_Assignment_: Copy all lines holding the word "below" from the entries.

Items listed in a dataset
──────────────────────────────
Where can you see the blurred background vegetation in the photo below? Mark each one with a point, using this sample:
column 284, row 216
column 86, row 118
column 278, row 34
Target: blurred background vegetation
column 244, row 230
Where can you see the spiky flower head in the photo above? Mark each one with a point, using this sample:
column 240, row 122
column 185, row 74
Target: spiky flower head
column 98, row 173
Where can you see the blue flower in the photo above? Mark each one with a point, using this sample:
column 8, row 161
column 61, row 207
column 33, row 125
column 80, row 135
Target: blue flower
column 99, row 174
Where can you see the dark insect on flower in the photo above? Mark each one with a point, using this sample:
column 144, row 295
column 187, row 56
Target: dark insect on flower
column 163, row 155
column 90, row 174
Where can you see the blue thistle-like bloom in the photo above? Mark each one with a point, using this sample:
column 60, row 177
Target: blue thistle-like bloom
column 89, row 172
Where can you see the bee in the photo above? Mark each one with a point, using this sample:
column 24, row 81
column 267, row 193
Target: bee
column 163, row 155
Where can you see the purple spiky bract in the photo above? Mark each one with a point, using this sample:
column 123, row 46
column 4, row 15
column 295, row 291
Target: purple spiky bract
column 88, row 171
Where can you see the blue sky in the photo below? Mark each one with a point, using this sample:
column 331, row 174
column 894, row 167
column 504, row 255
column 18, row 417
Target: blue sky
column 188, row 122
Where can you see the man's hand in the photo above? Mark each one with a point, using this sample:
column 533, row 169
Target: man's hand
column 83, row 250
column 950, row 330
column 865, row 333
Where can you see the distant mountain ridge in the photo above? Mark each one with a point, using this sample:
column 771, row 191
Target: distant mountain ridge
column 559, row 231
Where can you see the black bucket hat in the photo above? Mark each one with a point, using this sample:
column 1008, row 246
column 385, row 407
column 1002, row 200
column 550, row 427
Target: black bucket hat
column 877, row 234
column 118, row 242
──────────────────────────────
_Task response_:
Where can you see the blurred background vegetation in the photo below? Mark each one with a point, using this sample:
Where can you see the blue sky in the photo below? Mark each one with a point, using this sample:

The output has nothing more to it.